TASK ITEM:
Everything from the line containing "Please spot the shadow" to the close of the listing below should be retyped exactly, and nothing before it.
──────────
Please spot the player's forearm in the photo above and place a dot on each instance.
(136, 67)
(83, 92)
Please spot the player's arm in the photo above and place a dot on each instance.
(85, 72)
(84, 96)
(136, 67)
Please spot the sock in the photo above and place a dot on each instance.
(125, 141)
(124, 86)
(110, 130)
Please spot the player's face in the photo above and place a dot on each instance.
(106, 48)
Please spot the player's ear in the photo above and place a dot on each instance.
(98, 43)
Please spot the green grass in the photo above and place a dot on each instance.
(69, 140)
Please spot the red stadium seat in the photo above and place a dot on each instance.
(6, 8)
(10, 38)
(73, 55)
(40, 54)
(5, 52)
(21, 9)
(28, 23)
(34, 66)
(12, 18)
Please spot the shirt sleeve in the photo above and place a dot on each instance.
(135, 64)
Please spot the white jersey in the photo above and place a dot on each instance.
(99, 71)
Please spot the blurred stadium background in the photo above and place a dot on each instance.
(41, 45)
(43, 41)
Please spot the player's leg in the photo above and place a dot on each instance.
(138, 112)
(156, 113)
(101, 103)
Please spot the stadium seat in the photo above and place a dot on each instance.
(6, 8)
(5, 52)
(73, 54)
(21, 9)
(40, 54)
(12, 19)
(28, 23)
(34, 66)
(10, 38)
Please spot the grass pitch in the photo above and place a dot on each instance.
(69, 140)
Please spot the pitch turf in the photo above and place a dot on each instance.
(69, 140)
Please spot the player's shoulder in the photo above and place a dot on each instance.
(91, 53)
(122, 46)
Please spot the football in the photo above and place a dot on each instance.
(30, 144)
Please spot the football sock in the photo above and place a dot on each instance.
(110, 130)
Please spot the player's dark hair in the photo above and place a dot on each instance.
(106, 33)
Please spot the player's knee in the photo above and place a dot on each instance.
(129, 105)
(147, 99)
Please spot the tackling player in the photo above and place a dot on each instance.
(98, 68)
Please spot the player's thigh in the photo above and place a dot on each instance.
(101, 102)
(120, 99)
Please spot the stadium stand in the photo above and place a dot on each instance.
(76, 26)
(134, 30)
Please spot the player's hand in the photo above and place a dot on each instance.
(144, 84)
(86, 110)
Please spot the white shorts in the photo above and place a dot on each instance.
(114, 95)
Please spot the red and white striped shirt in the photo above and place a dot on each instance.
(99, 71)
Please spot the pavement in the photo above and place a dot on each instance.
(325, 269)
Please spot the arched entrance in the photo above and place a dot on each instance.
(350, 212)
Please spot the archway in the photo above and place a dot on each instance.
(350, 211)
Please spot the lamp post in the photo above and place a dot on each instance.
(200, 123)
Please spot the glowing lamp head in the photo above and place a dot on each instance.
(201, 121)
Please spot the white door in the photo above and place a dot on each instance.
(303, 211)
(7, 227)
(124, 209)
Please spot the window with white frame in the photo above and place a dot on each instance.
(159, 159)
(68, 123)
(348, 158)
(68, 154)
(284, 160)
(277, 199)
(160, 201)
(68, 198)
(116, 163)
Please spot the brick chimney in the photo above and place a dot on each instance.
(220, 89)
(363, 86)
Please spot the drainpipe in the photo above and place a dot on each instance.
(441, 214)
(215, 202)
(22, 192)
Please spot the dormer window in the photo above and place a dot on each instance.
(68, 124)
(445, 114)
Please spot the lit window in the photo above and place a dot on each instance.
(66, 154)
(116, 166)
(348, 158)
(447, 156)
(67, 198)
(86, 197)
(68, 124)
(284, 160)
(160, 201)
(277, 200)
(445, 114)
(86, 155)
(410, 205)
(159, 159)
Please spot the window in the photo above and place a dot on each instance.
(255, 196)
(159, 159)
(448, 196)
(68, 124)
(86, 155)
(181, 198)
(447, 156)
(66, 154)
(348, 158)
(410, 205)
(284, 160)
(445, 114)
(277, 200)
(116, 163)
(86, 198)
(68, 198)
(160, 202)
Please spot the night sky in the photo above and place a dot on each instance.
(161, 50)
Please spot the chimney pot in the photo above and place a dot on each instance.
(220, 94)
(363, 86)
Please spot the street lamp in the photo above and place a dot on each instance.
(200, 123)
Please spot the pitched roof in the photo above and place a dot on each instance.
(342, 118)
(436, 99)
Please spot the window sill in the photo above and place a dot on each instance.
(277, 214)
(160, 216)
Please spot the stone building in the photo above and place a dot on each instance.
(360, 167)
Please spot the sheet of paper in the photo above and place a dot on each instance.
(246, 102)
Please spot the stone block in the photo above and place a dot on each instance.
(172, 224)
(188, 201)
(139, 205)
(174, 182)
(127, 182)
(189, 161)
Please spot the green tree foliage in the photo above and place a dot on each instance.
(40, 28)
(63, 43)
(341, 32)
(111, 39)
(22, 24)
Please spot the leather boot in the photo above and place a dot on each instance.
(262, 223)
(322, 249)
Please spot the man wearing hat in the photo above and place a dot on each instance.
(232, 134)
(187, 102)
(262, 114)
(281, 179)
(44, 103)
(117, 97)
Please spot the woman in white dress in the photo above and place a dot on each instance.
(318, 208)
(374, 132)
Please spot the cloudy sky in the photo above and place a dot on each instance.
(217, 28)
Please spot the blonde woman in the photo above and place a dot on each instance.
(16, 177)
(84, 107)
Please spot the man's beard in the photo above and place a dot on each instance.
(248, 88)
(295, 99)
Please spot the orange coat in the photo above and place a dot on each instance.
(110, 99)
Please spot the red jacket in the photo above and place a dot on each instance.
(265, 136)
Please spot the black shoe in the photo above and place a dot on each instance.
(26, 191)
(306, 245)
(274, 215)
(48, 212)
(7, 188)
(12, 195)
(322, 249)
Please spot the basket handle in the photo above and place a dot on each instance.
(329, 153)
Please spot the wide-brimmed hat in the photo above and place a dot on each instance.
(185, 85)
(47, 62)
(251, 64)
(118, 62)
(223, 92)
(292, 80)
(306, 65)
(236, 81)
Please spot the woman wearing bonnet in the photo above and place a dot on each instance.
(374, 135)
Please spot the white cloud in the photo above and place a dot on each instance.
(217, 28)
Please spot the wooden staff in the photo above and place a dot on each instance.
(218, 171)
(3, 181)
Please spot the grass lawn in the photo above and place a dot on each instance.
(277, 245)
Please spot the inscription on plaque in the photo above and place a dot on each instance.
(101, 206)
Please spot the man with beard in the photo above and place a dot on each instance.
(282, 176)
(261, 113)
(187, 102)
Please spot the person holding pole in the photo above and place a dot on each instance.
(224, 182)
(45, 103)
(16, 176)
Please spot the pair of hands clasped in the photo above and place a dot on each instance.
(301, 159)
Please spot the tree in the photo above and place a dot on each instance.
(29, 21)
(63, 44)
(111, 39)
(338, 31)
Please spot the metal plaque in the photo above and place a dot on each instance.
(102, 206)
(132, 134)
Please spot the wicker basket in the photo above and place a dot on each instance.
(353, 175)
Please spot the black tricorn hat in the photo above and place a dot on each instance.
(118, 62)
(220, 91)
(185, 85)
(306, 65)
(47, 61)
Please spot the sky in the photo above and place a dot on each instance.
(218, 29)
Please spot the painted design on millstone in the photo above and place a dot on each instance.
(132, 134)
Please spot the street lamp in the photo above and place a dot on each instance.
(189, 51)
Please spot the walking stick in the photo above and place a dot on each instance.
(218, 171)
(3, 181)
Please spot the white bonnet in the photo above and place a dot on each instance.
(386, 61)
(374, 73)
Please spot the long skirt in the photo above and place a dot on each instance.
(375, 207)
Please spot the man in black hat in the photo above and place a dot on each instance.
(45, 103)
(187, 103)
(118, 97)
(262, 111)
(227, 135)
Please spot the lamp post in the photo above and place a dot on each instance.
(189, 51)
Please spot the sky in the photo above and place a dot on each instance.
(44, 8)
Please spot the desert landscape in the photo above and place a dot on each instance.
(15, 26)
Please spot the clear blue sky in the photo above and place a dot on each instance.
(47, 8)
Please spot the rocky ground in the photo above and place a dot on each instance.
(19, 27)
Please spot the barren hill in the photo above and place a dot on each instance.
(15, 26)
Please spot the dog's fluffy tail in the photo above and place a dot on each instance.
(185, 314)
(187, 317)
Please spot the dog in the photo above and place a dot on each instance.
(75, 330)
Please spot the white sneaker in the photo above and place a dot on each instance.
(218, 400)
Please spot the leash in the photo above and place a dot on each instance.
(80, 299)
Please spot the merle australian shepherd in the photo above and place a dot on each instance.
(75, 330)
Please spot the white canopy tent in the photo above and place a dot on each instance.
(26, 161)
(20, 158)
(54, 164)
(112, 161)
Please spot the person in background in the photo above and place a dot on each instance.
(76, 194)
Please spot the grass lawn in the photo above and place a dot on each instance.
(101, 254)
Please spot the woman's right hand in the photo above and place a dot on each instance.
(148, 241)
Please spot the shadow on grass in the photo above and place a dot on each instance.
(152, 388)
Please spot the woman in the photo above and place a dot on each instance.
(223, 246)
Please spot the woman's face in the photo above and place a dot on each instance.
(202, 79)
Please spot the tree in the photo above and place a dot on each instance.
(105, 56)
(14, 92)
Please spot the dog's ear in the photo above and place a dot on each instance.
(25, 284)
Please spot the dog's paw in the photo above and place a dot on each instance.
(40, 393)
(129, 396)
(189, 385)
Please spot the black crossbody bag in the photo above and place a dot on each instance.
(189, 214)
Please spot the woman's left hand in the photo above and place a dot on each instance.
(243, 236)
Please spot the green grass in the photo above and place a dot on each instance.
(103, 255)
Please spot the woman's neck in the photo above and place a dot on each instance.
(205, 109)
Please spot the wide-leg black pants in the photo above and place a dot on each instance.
──────────
COMPLETED TASK:
Please spot the shadow on grass in the photo above and place a dot on each instance.
(152, 388)
Please spot the woman in the photo above and place a dot on each instance.
(223, 246)
Please spot the woman's face in the photo above and place a dot on each instance.
(202, 79)
Please spot the tree in the photo above and place a dot on each instance.
(105, 56)
(14, 92)
Please spot the dog's ear in the photo above and place a dot on each instance.
(25, 284)
Please spot the dog's paw in the photo above and place a dot on each instance.
(40, 393)
(129, 396)
(189, 385)
Please spot the black crossbody bag in the photo above and place a dot on each instance.
(189, 214)
Please spot the woman's left hand in the photo above and place a dot on each instance.
(243, 236)
Please spot the green grass in the photo above and place a dot on each instance.
(103, 255)
Please spot the woman's neck in the photo above and place a dot on each instance.
(205, 109)
Please spot the wide-leg black pants in the photo above and place a dot on each instance.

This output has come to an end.